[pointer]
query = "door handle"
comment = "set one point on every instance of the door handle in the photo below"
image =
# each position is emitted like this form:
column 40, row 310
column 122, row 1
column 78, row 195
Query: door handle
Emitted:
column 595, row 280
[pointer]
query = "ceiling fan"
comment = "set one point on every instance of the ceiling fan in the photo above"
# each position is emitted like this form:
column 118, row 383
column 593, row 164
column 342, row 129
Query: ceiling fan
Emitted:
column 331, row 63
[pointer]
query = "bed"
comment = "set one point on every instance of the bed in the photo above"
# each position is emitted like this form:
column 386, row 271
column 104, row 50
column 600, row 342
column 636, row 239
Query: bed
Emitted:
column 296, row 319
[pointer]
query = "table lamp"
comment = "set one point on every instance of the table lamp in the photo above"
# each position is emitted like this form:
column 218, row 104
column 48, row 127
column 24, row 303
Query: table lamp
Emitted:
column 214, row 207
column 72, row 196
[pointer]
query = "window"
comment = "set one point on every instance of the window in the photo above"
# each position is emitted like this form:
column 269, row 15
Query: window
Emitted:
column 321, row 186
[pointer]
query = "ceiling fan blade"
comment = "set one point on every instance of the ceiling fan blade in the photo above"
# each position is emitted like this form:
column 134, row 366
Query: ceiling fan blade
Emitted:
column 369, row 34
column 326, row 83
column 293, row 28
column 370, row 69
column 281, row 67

--

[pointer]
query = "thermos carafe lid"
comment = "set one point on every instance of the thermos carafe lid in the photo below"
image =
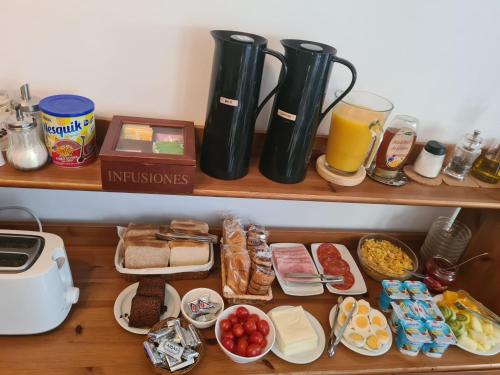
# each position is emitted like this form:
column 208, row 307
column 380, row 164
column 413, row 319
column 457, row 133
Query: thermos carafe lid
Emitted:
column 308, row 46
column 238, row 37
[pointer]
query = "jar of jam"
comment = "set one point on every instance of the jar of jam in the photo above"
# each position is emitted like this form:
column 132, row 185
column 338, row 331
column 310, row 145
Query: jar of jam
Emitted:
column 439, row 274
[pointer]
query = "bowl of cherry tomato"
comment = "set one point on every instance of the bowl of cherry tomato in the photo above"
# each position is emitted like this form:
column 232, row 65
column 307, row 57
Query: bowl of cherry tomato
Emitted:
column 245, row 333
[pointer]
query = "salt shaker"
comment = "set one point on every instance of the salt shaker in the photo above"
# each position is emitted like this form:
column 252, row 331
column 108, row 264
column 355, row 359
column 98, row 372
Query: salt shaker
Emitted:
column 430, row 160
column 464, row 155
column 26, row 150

...

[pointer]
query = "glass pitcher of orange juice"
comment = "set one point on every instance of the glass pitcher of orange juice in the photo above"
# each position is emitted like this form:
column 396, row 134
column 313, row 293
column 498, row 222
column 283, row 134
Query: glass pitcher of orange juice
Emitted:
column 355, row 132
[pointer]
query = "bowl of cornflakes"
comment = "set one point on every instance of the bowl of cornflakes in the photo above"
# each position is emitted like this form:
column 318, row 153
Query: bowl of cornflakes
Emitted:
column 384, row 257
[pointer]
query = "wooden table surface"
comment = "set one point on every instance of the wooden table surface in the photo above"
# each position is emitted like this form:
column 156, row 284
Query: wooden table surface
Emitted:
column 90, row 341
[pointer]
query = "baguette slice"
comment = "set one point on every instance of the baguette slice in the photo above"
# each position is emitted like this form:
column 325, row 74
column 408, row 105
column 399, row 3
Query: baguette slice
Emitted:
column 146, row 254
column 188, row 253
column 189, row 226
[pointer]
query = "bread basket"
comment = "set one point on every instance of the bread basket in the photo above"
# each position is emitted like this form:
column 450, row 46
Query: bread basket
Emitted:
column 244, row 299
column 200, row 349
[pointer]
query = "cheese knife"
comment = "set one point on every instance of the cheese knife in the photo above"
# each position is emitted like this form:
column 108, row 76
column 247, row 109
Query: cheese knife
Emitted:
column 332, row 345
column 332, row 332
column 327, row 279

• Consegna:
Seleziona e trascrivi ogni riga del materiale qui sopra in cui compare la parola "surface".

• Soluzione:
query = "wooden table surface"
comment = "set one point on every instance of the wooden table surface in the photo above"
Query: wooden table surface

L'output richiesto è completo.